Request -> Could you present every line of the entries below as a JSON list of strings, one string per line, with blank lines omitted? Leave the pictures out of your answer.

Information supplied ->
>>>

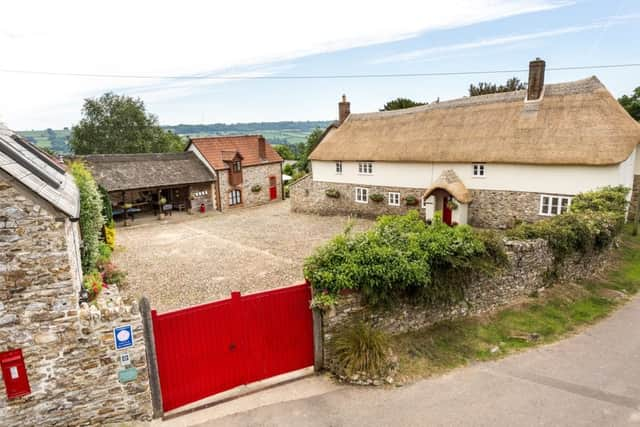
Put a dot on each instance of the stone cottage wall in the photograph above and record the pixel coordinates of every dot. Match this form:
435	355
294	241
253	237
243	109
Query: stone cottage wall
529	262
635	197
68	350
489	208
309	196
252	175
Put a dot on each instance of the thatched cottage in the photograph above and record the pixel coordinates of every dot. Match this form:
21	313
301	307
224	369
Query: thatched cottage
485	160
248	170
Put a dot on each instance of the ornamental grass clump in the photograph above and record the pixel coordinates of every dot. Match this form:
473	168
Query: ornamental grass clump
403	257
359	349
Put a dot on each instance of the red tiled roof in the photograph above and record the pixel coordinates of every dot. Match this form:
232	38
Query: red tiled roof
216	150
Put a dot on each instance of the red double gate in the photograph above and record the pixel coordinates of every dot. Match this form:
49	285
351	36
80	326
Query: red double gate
210	348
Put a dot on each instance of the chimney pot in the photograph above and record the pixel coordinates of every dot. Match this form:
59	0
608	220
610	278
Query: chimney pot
536	79
344	109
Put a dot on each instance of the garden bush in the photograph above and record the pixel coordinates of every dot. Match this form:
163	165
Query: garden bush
359	348
91	219
401	256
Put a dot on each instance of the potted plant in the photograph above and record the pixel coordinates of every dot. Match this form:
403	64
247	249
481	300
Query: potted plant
161	203
376	197
333	193
411	200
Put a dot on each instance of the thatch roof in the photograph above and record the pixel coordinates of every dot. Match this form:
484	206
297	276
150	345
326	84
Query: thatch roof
38	172
119	172
450	182
578	123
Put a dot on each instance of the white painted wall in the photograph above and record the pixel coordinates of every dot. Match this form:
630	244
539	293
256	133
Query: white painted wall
531	178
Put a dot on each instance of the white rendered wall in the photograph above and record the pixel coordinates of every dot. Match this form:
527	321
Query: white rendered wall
530	178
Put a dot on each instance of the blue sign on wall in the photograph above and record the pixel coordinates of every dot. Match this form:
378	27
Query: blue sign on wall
123	337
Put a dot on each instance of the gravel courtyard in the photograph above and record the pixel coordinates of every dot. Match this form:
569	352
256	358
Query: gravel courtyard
197	260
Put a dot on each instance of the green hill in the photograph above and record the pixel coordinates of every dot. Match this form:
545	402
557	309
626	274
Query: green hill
288	132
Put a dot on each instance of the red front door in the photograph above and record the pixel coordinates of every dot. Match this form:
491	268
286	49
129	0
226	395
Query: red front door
446	212
273	189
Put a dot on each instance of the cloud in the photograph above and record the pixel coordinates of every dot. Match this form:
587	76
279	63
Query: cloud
502	40
195	37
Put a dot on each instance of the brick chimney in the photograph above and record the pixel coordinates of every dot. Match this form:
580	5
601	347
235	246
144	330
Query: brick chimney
344	109
536	79
262	151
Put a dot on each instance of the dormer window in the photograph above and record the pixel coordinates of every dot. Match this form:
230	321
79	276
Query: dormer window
365	168
478	170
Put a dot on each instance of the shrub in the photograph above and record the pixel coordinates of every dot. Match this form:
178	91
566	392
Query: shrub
91	219
110	234
403	257
93	283
333	193
358	347
376	197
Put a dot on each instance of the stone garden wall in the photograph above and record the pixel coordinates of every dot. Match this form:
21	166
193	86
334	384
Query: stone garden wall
68	350
529	262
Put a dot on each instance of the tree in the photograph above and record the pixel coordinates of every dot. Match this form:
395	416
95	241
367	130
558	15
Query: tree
484	88
632	103
120	124
400	103
284	151
312	142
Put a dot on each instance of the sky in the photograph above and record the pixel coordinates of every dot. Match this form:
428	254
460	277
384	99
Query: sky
137	48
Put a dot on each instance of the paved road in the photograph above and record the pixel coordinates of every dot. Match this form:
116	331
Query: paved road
592	379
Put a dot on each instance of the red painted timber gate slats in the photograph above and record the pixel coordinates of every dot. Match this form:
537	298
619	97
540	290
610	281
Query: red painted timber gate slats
210	348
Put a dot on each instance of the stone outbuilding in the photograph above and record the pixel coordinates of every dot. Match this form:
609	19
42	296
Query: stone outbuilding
248	170
58	363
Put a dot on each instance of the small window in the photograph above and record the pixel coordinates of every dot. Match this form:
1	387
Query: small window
478	170
362	195
365	168
554	205
235	197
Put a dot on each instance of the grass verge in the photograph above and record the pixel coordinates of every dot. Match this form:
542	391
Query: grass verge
562	310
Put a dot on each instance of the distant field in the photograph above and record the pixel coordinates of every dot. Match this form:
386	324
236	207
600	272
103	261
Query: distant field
289	133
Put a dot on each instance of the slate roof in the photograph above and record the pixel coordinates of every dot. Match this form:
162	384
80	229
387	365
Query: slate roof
574	123
119	172
38	172
216	150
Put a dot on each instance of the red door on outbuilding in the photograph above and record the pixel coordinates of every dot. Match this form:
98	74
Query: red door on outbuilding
273	188
210	348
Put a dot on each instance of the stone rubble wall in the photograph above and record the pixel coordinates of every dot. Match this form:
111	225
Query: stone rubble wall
635	197
251	175
489	208
68	350
529	263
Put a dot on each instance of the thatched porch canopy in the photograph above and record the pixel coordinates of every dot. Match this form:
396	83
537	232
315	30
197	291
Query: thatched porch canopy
124	172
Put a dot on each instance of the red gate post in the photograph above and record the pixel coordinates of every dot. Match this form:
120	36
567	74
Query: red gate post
238	343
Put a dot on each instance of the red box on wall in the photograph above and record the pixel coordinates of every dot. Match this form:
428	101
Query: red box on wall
14	374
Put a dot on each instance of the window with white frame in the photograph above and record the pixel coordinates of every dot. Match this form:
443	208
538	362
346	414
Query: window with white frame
362	195
478	170
554	205
235	197
365	168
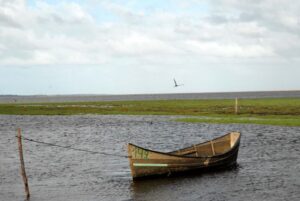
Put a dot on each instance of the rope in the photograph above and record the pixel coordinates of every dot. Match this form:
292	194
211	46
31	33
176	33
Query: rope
68	147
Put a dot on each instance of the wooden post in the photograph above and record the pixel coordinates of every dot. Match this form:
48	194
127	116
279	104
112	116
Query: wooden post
23	172
236	109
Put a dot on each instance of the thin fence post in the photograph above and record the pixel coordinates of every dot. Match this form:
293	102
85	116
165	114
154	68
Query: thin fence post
236	109
23	172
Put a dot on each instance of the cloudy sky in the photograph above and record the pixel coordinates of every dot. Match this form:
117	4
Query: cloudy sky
134	46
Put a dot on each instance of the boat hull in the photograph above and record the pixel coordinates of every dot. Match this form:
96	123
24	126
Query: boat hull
145	162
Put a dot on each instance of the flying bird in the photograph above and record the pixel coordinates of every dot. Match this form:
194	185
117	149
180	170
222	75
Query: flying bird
175	83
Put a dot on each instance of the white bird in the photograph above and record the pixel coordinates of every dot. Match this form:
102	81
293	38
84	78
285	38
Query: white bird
175	83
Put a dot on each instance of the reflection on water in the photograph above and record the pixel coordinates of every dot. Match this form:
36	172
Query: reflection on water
268	163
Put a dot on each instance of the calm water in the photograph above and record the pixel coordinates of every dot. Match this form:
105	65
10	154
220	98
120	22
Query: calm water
178	96
269	163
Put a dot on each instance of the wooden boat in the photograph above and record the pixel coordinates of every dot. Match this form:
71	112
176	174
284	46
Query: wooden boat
221	152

<<<

Solution to this problem ->
[
  "Put a dot on each instance of the stone cottage wall in the photograph above and record the pixel coordinates of every dot. Match this form:",
  "435\t355",
  "294\t241",
  "253\t237",
  "243\t109",
  "Query: stone cottage wall",
  "529\t262",
  "635\t197",
  "68\t350",
  "489\t208",
  "309\t196",
  "252\t175",
  "Put a dot on each instance of the thatched cottage in the photograph above and record the pixel coordinates of every dot. Match this form:",
  "21\t313",
  "301\t307",
  "224\t369",
  "Query: thatched cottage",
  "485\t160",
  "248\t170",
  "Put a dot on each instance of the ornamental grass clump in the photograph above and record the pixel coordinates of every dot. Match this form:",
  "473\t168",
  "Query: ornamental grass clump",
  "403\t257",
  "359\t349",
  "Put a dot on each instance of the red tiled roof in the photograph above and record the pixel coordinates of every dot. Match this form:",
  "232\t38",
  "Query: red tiled roof",
  "216\t150",
  "Put a dot on each instance of the red double gate in the photograph above and record the pixel coordinates of every dot. Match this form:",
  "49\t285",
  "351\t36",
  "80\t326",
  "Query: red double gate",
  "210\t348",
  "Put a dot on each instance of the chimney pot in the photograph above and record the pixel coordinates of every dot. Match this form:",
  "59\t0",
  "608\t220",
  "610\t278",
  "Query: chimney pot",
  "536\t79",
  "344\t109",
  "Put a dot on each instance of the garden bush in the photograph above and record the pixel coordinates of every dot. Match this form:",
  "163\t165",
  "Query: garden bush",
  "359\t348",
  "91\t219",
  "401\t256",
  "Put a dot on each instance of the potted plant in the photograph above and record the pixel coordinates of every dot. Match this form:",
  "403\t64",
  "247\t249",
  "481\t300",
  "Query: potted plant",
  "161\t203",
  "376\t197",
  "333\t193",
  "411\t200",
  "Put a dot on each instance of the thatch roof in the photograph above and record the pixel coordinates of every dot. Match this form:",
  "484\t206",
  "297\t276",
  "150\t345",
  "326\t84",
  "Query: thatch roof",
  "38\t172",
  "119\t172",
  "450\t182",
  "578\t123",
  "Put a dot on each instance of the white painted wall in the photograph above and record the pixel coordinates of every dot. Match this form:",
  "630\t244",
  "539\t293",
  "256\t133",
  "Query: white painted wall",
  "531\t178",
  "Put a dot on each instance of the white rendered wall in the photograph above and record the pixel coordinates of every dot. Match this form:",
  "527\t321",
  "Query: white rendered wall",
  "530\t178",
  "Put a dot on each instance of the blue sign on wall in the photograph above and record the pixel coordinates of every dot. Match this form:",
  "378\t27",
  "Query: blue sign on wall",
  "123\t337",
  "Put a dot on each instance of the gravel courtyard in the photograph above and record the pixel coordinates of every dot. Match this form:",
  "569\t352",
  "256\t358",
  "Query: gravel courtyard",
  "197\t260",
  "Put a dot on each instance of the green hill in the photograph above and record the pixel coordinates of every dot. Match this form:",
  "545\t402",
  "557\t309",
  "626\t274",
  "Query: green hill",
  "288\t132",
  "Put a dot on each instance of the red front door in the photograph above and record the pixel coordinates of every dot. Match this form:",
  "491\t268",
  "286\t49",
  "129\t0",
  "226\t395",
  "Query: red front door",
  "446\t212",
  "273\t189",
  "Put a dot on each instance of the cloud in the photograph above and record the pixel coordinates of every dot. Match this form:",
  "587\t76",
  "279\t63",
  "Query: cloud",
  "502\t40",
  "195\t37",
  "Put a dot on each instance of the brick chimney in the photograph above and record the pixel coordinates of every dot. Match this form:",
  "580\t5",
  "601\t347",
  "235\t246",
  "144\t330",
  "Query: brick chimney",
  "344\t109",
  "536\t79",
  "262\t151",
  "Put a dot on each instance of the dormer window in the photograph above and record the pixel coordinates of every dot. Match this form:",
  "230\t321",
  "79\t276",
  "Query: dormer window",
  "365\t168",
  "478\t170",
  "Put a dot on each instance of the shrub in the photograph above and record the pixel coordinates of every dot. Match this form:",
  "178\t91",
  "566\t392",
  "Query: shrub",
  "91\t219",
  "110\t234",
  "403\t257",
  "93\t283",
  "333\t193",
  "358\t347",
  "376\t197",
  "Put a dot on each instance of the stone garden wall in the photograph above and record the pixel coordinates of every dot. Match this form:",
  "21\t166",
  "193\t86",
  "334\t384",
  "Query: stone garden wall",
  "68\t350",
  "529\t262",
  "Put a dot on each instance of the tree in the photograph above and record the pixel coordinates of every dot. Match this form:",
  "395\t416",
  "95\t241",
  "367\t130",
  "558\t15",
  "Query: tree",
  "484\t88",
  "632\t103",
  "120\t124",
  "400\t103",
  "284\t151",
  "312\t142",
  "Put a dot on each instance of the sky in the photograph above and record the pixel coordinates of every dot. Match this form:",
  "428\t254",
  "460\t277",
  "384\t99",
  "Query: sky",
  "137\t48",
  "Put a dot on each instance of the paved road in the photograph above and record the pixel coordinates of every dot. Match this form:",
  "116\t331",
  "Query: paved road",
  "592\t379",
  "Put a dot on each instance of the red painted timber gate slats in the photograph above and record the pixel coordinates of every dot. Match this form:",
  "537\t298",
  "619\t97",
  "540\t290",
  "610\t281",
  "Query: red painted timber gate slats",
  "210\t348",
  "Put a dot on each instance of the stone outbuilding in the photograph above and record the pixel coordinates of every dot. Match this form:",
  "609\t19",
  "42\t296",
  "Query: stone outbuilding",
  "248\t170",
  "58\t363",
  "Put a dot on each instance of the small window in the photograph above and record the pixel coordinates of every dot. Match this form:",
  "1\t387",
  "Query: small window",
  "478\t170",
  "362\t195",
  "365\t168",
  "554\t205",
  "235\t197",
  "Put a dot on each instance of the grass verge in the photograph above and record the pixel coordinates of every dot. Match this form:",
  "542\t391",
  "Query: grass verge",
  "562\t310",
  "Put a dot on each instance of the distant field in the photograph above and record the pixel coordinates of every dot. Match this form:",
  "386\t324",
  "236\t207",
  "600\t272",
  "103\t261",
  "Query: distant field",
  "289\t133",
  "Put a dot on each instance of the slate roof in the photograph above and record the pixel coordinates of every dot. Match this form:",
  "162\t384",
  "80\t229",
  "387\t365",
  "Query: slate roof",
  "574\t123",
  "119\t172",
  "38\t172",
  "216\t150",
  "Put a dot on each instance of the red door on outbuilding in the photograph above and record the pixel coordinates of every dot. Match this form:",
  "98\t74",
  "Query: red door on outbuilding",
  "273\t188",
  "210\t348",
  "Put a dot on each instance of the stone rubble wall in the photograph above and record the pixel coordinates of every dot. Match this form:",
  "111\t225",
  "Query: stone rubble wall",
  "635\t197",
  "251\t175",
  "489\t208",
  "68\t350",
  "529\t263",
  "Put a dot on each instance of the thatched porch canopy in the photograph above and record the pixel coordinates of every dot. Match this form:",
  "396\t83",
  "537\t232",
  "315\t30",
  "197\t291",
  "Query: thatched porch canopy",
  "124\t172",
  "Put a dot on each instance of the red gate post in the photograph above and record the pixel coordinates of every dot. Match this form:",
  "120\t36",
  "567\t74",
  "Query: red gate post",
  "238\t343",
  "Put a dot on each instance of the red box on wall in the photograph above and record the pixel coordinates of every dot. Match this form:",
  "428\t101",
  "Query: red box on wall",
  "14\t374",
  "Put a dot on each instance of the window with white frame in the photograph above and record the pixel coordinates of every dot. Match this form:",
  "443\t208",
  "538\t362",
  "346\t414",
  "Query: window with white frame",
  "362\t195",
  "478\t170",
  "554\t205",
  "235\t197",
  "365\t168",
  "Put a dot on each instance of the rope in the photograph above and record the pixel coordinates of every dot. Match this form:",
  "292\t194",
  "211\t46",
  "31\t33",
  "176\t33",
  "Query: rope",
  "68\t147",
  "Put a dot on each instance of the wooden post in the photograph above and record the pixel coordinates of every dot. Match this form:",
  "48\t194",
  "127\t116",
  "279\t104",
  "112\t116",
  "Query: wooden post",
  "23\t172",
  "236\t109",
  "Put a dot on each instance of the thin fence post in the photograph above and record the pixel coordinates of every dot. Match this form:",
  "293\t102",
  "85\t116",
  "165\t114",
  "154\t68",
  "Query: thin fence post",
  "236\t109",
  "23\t172",
  "Put a dot on each instance of the cloudy sky in the photograph above and record the pixel coordinates of every dot. Match this form:",
  "117\t4",
  "Query: cloudy sky",
  "134\t46",
  "Put a dot on each instance of the boat hull in the photograph above and record the pixel coordinates of every dot. Match this form:",
  "96\t123",
  "24\t126",
  "Query: boat hull",
  "145\t162",
  "Put a dot on each instance of the flying bird in the photograph above and record the pixel coordinates of every dot. Match this form:",
  "194\t185",
  "117\t149",
  "180\t170",
  "222\t75",
  "Query: flying bird",
  "175\t83",
  "Put a dot on each instance of the white bird in the photograph above and record the pixel coordinates of every dot. Match this form:",
  "102\t81",
  "293\t38",
  "84\t78",
  "285\t38",
  "Query: white bird",
  "175\t83",
  "Put a dot on each instance of the reflection on water in the photograph above and record the pixel coordinates of every dot. Match this form:",
  "36\t172",
  "Query: reflection on water",
  "268\t163",
  "Put a dot on each instance of the calm water in the photograph above and record the pixel coordinates of every dot. Match this form:",
  "105\t65",
  "10\t154",
  "220\t98",
  "120\t22",
  "Query: calm water",
  "178\t96",
  "269\t163",
  "Put a dot on each instance of the wooden boat in the photograph above and record the pixel coordinates of every dot. Match this form:",
  "71\t112",
  "176\t174",
  "284\t46",
  "Query: wooden boat",
  "221\t152"
]